Revision emphasizes defect prevention and the reduction of variation and waste in the supply chain.

This is further information on the story released on July 1, 2009: http://www.qualitydigest.com/inside/quality-insider-news/iatf-releases-revised-version-isots-16949.html.
--Editor
 

(ISO: Geneva) -- ISO has just published a new edition of ISO/TS 16949:2009, which specifies quality system requirements for suppliers in the automotive sector.

ISO/TS 16949:2009—"Quality management systems—Particular requirements for the application of ISO 9001:2008 for automotive production and relevant service part organizations" replaces the 2002 edition, which has been used by the major automotive manufacturers to approve more than 35,000 organizations worldwide that produce and supply parts for the sector.

Complete the following
1. From the ISO/TS 16949 news item, reproduce word for word the part that opens with the words containing "(ISO: Geneva) -- ISO" and closes with "for the sector.".
2. Summarize the ISO/TS 16949 news item in two sentences.

Material supplied
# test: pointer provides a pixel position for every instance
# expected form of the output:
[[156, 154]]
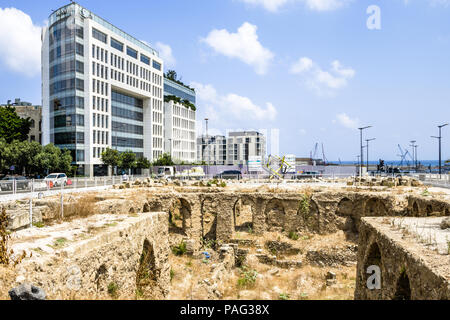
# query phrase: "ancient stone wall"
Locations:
[[128, 259], [408, 270]]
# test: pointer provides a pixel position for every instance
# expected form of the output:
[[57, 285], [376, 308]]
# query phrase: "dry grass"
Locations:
[[81, 207]]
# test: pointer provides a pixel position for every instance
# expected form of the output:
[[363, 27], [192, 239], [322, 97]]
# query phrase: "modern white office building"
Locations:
[[212, 149], [101, 88], [243, 145]]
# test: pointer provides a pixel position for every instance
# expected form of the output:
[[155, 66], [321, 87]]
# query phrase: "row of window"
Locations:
[[157, 144], [63, 138], [100, 104], [127, 114], [127, 142], [126, 99], [127, 128], [69, 120], [100, 120], [67, 103], [100, 87], [99, 70], [66, 50], [120, 47], [68, 84], [66, 67], [97, 152], [99, 53], [100, 137]]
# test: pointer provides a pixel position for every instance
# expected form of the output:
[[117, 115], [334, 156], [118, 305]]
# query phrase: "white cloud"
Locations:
[[20, 42], [243, 45], [346, 121], [269, 5], [315, 5], [165, 52], [325, 5], [231, 107], [320, 80]]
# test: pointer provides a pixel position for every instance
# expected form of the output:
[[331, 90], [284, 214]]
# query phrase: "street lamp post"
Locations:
[[362, 150], [440, 146], [367, 146], [207, 144]]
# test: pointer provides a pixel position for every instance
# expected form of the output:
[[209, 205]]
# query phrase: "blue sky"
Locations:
[[310, 68]]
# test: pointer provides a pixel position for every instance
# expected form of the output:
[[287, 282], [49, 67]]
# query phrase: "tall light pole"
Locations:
[[207, 144], [367, 146], [414, 146], [362, 150], [440, 146]]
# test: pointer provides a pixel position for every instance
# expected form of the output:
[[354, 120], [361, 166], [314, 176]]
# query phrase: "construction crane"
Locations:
[[403, 155], [325, 160], [314, 155]]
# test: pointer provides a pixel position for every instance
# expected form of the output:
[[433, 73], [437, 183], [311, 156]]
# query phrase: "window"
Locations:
[[131, 52], [99, 35], [156, 65], [117, 45]]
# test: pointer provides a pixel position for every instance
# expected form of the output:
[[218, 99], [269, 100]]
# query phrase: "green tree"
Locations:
[[171, 75], [128, 160], [12, 127], [111, 158], [143, 163], [164, 161]]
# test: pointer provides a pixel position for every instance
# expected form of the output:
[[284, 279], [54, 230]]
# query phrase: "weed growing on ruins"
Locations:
[[39, 224], [284, 296], [59, 243], [247, 277], [180, 249], [293, 235], [6, 254], [113, 289]]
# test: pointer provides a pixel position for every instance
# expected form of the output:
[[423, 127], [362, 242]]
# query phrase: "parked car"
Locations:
[[309, 175], [56, 179], [7, 183], [229, 174]]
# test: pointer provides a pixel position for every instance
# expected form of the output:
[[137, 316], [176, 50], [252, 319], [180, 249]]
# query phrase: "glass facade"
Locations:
[[66, 70]]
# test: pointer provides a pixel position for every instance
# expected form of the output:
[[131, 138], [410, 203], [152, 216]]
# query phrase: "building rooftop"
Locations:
[[74, 8]]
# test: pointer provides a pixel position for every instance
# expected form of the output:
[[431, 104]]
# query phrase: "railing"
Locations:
[[22, 189]]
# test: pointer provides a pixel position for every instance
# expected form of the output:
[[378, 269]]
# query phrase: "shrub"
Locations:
[[113, 289], [180, 249], [284, 296], [247, 277], [293, 235]]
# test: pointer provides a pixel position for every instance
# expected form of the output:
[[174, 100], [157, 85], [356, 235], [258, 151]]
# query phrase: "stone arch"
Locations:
[[429, 210], [373, 257], [275, 215], [101, 277], [403, 287], [180, 216], [243, 215], [415, 209], [147, 274], [209, 218], [345, 211], [345, 208]]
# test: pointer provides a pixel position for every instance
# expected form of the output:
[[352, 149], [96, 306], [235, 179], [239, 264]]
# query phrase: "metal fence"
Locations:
[[21, 189]]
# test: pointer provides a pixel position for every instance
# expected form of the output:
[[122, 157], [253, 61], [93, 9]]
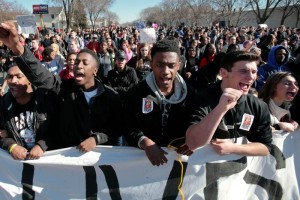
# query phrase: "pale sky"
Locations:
[[127, 10]]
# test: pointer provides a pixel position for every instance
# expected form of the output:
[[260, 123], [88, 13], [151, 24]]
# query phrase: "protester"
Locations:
[[156, 107], [224, 111], [208, 56], [122, 77], [277, 62], [94, 45], [68, 72], [126, 48], [37, 49], [190, 71], [28, 114], [141, 62], [55, 66], [266, 45], [106, 61], [89, 112], [279, 92]]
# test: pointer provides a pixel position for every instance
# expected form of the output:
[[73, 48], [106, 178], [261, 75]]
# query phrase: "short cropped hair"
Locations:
[[230, 58], [165, 45], [92, 53]]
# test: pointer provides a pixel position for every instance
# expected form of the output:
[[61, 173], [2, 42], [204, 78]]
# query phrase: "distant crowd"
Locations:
[[109, 87]]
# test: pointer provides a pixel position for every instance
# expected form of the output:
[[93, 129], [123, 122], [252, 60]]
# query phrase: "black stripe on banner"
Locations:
[[171, 189], [27, 181], [112, 181], [273, 188], [214, 171], [90, 183], [278, 155]]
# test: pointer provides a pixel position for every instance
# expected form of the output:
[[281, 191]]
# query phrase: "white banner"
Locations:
[[126, 173]]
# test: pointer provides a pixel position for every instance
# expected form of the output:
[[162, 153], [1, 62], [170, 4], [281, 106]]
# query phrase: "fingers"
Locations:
[[231, 94], [158, 162]]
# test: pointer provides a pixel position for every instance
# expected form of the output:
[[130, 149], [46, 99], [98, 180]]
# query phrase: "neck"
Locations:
[[277, 101], [167, 92], [24, 99], [90, 86]]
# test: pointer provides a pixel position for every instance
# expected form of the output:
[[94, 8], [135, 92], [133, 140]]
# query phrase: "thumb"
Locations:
[[218, 140]]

Answers by task
1.
(ISO: Geneva) -- ISO has just published a new edition of ISO/TS 16949:2009, which specifies quality system requirements for suppliers in the automotive sector.

ISO/TS 16949:2009—"Quality management systems—Particular requirements for the application of ISO 9001:2008 for automotive production and relevant service part organizations" replaces the 2002 edition, which has been used by the major automotive manufacturers to approve more than 35,000 organizations worldwide that produce and supply parts for the sector.

2. ISO has published ISO/TS 16949:2009, a new edition that specifies quality system requirements for automotive suppliers and emphasizes defect prevention and the reduction of variation and waste in the supply chain. It replaces the 2002 edition, which major automotive manufacturers used to approve more than 35,000 organizations worldwide that produce and supply parts for the sector.